>>>

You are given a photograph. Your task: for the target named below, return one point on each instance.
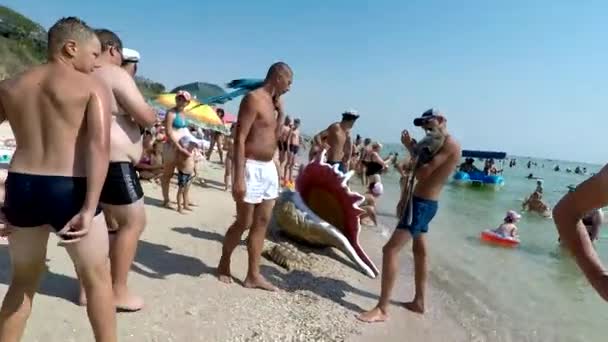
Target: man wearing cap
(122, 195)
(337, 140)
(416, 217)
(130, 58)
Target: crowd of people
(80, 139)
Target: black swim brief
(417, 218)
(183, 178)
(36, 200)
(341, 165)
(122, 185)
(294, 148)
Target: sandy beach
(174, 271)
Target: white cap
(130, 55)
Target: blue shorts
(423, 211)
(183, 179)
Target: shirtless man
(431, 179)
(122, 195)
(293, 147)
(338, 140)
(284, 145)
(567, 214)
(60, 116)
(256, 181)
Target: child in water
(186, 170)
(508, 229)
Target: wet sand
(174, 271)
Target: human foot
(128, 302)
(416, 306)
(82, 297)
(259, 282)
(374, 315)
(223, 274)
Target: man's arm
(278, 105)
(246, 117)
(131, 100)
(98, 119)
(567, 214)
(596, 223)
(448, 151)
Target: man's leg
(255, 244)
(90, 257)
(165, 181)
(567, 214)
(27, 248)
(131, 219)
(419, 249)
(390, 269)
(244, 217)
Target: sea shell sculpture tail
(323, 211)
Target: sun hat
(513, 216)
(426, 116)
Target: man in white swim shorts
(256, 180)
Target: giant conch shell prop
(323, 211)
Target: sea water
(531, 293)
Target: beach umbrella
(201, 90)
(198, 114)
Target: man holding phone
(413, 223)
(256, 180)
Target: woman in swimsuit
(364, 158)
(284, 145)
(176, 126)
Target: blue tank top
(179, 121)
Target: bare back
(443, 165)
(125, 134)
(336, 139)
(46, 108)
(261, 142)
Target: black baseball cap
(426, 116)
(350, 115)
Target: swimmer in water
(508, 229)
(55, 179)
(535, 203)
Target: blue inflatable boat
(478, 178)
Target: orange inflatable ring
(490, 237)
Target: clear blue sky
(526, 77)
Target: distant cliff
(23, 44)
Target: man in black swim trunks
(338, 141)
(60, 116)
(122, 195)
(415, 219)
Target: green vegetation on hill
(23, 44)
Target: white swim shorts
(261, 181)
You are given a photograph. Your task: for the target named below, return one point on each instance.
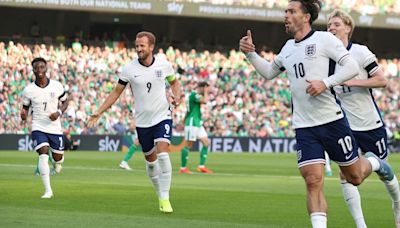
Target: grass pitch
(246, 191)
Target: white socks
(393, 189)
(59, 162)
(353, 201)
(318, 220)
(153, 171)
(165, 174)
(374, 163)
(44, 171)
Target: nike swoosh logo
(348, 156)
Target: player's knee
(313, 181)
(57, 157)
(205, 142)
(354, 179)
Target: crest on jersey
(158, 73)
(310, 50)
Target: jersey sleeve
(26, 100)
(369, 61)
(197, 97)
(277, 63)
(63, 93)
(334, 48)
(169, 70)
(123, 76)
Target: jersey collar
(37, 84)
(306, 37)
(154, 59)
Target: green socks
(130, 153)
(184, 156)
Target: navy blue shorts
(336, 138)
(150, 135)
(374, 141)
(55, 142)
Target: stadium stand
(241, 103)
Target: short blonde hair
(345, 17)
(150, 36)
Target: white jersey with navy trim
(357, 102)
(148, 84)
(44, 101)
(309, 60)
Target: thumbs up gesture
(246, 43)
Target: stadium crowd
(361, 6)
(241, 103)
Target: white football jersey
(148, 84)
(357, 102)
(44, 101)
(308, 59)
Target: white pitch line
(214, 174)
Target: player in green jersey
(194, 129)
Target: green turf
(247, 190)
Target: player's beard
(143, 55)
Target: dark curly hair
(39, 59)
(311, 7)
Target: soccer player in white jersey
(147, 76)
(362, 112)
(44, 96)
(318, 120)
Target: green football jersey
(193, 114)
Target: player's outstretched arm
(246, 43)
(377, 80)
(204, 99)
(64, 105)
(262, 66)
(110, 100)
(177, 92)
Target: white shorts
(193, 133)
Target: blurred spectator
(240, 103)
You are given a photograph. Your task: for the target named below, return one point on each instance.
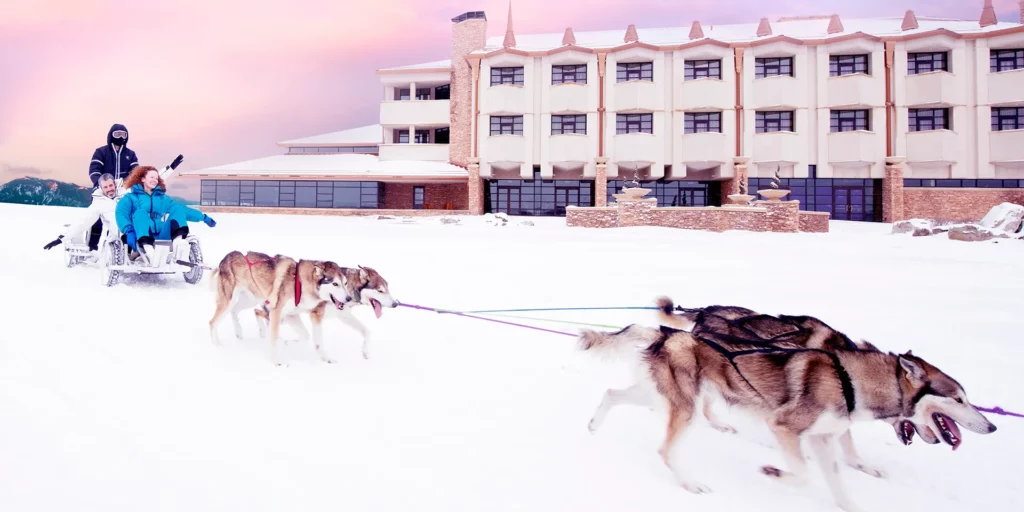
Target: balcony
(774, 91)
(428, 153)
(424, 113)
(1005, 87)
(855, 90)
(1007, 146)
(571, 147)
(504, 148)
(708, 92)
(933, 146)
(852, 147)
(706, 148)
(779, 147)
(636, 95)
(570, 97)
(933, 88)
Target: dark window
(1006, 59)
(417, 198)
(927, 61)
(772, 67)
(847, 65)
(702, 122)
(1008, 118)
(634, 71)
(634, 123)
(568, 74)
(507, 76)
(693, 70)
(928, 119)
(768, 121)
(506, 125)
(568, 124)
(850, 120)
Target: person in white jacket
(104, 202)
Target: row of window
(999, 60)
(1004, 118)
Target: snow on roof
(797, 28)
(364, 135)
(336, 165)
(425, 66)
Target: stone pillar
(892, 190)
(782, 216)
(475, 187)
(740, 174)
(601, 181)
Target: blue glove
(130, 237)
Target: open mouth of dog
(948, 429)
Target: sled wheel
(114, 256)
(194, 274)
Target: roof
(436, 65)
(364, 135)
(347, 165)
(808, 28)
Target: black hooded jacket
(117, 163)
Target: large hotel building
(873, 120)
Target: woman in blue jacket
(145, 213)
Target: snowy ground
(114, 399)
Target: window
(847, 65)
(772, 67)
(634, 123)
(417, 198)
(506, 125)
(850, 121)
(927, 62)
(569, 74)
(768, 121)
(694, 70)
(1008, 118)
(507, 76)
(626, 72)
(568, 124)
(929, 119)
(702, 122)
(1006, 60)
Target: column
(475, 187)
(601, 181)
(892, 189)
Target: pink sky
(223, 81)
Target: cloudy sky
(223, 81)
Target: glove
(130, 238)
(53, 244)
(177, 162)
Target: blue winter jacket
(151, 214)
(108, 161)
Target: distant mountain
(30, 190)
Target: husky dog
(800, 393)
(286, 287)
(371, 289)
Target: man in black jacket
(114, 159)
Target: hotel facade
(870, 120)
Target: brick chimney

<<<

• _WORK TO COMPLETE_: Write out exactly the lines from the one with "Target: distant mountain" through the end of the records above, both ends included, and leave out all other lines.

• _WRITTEN REPLY_:
Target: distant mountain
(30, 190)
Target: husky dog
(800, 393)
(286, 287)
(371, 289)
Target: man in black jacket
(114, 159)
Target: hotel facade
(870, 120)
Target: brick chimney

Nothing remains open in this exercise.